_Written task_: Copy out the listing below, swapping each "crop-scouting log" for "field survey record" and keeping every other word unchanged.

### Listed records ###

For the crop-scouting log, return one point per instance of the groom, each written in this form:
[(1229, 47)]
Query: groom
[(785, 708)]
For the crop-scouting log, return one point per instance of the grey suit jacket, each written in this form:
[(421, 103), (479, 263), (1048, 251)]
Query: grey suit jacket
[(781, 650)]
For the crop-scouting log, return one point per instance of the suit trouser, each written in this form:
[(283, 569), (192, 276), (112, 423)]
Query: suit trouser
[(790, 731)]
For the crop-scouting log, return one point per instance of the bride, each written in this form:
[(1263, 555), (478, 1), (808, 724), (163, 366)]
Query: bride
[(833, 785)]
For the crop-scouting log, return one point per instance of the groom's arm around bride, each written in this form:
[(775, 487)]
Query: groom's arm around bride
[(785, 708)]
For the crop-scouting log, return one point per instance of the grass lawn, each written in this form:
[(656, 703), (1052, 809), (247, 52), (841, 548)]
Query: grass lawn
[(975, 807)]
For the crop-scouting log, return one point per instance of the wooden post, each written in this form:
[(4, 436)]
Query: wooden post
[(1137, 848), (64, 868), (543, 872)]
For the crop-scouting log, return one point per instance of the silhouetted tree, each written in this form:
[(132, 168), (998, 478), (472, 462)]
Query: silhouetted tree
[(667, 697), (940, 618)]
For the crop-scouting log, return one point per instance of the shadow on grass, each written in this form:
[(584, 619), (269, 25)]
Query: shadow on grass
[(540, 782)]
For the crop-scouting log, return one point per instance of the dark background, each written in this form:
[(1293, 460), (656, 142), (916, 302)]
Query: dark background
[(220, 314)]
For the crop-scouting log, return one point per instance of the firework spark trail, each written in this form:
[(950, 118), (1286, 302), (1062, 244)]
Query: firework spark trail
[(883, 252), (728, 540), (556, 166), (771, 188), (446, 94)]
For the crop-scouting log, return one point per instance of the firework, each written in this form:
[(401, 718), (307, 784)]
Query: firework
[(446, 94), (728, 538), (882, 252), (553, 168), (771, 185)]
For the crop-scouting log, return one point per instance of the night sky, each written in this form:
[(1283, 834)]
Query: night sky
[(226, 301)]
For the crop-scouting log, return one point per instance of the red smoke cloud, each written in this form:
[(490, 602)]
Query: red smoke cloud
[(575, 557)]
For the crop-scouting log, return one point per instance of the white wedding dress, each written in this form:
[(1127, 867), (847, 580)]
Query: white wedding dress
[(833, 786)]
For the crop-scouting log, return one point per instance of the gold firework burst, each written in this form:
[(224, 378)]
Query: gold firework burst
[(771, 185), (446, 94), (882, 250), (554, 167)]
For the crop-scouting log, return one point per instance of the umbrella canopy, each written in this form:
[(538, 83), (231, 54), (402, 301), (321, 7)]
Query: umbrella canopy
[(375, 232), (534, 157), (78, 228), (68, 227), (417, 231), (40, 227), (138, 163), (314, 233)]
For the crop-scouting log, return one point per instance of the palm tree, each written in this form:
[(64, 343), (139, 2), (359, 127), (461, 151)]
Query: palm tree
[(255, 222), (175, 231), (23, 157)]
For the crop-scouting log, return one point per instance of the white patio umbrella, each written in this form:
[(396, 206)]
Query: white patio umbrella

###

_Result of this exercise_:
For the field survey record, return one point per instance of the groom, each written in this form:
[(1229, 47)]
Query: groom
[(785, 708)]
For the field survey record, return one point per instance of the grey suit jacket, each written in this form:
[(421, 103), (479, 263), (1048, 251)]
Query: grey suit jacket
[(781, 650)]
For the field survey record, return one point per instance of the suit trouser, each written in this form:
[(283, 569), (192, 276), (112, 423)]
Query: suit trouser
[(790, 731)]
For the field survey record, return one point per instance of the bride, each written in this form:
[(1263, 555), (478, 1), (808, 724), (163, 366)]
Query: bride
[(833, 785)]
For the field survey record, return one point per instance of the groom's arm around bride, each written in this form:
[(775, 487)]
Query: groom's arm around bride
[(785, 708)]
For the field survey record, return one point per instance of the grass lawn, each written in this form:
[(656, 703), (1052, 809), (247, 52), (841, 548)]
Query: grass lawn
[(975, 807)]
For the field survey record, return one point per instance of the wooden post, each written in this form:
[(4, 436)]
Query: wooden post
[(1137, 848), (64, 868), (543, 872)]
For the field survey record, return one point per instance of the silhouetted tree, each written in this form:
[(132, 168), (998, 478), (472, 462)]
Query: silhouetted tree
[(667, 697), (940, 618)]
For the field survey record, return one point per instance of the shadow on grass, each written in this form:
[(584, 619), (269, 25)]
Query: shadow on grass
[(540, 782)]
For the field survey record, return one point per instance of the dark background, each written in this form:
[(1293, 460), (656, 142), (916, 302)]
Query: dark background
[(220, 314)]
For the field survey record, return one point per instance of the firework spark trail, each written in this form:
[(950, 118), (1286, 302), (1062, 244)]
Query: firework spark trail
[(883, 252), (728, 540), (556, 166), (771, 188), (446, 94)]
For the field survey record, return one point per instance of the firework, each written in this form:
[(401, 718), (307, 784)]
Query: firework
[(446, 94), (728, 538), (882, 252), (553, 168), (771, 185)]
For the field survey record, return one point per instance of the night sky, each written in this form:
[(1283, 834)]
Query: night sky
[(226, 301)]
For the field survey record, return one point per instance of the red smoke cloud, each written in this form:
[(490, 602)]
Query: red smoke cloud
[(575, 557)]
For the field survey record, return one point per instance of the white wedding dress, each written in this form:
[(1127, 867), (847, 580)]
Query: white wedding dress
[(833, 786)]
For the field survey record, return one point per instance of the gold firework burst, each written in this form:
[(224, 378)]
Query: gold firework burst
[(771, 185), (446, 94), (882, 250), (554, 167)]
For the field survey record, return one point per instance of the umbrella canopy, each written in this form:
[(538, 83), (231, 54), (402, 301), (321, 7)]
Query: umbrella canopy
[(375, 232), (534, 157), (78, 228), (68, 227), (417, 231), (40, 227), (138, 163), (314, 233)]
For the field survey record, return one point per instance of the palm tree, each written in this form:
[(64, 343), (139, 2), (359, 127), (461, 151)]
Query: palm tree
[(255, 222), (175, 231), (23, 157)]
For the field survey record, return one point per instance of the white patio umbrella, each written in this form:
[(396, 206)]
Query: white patio umbrella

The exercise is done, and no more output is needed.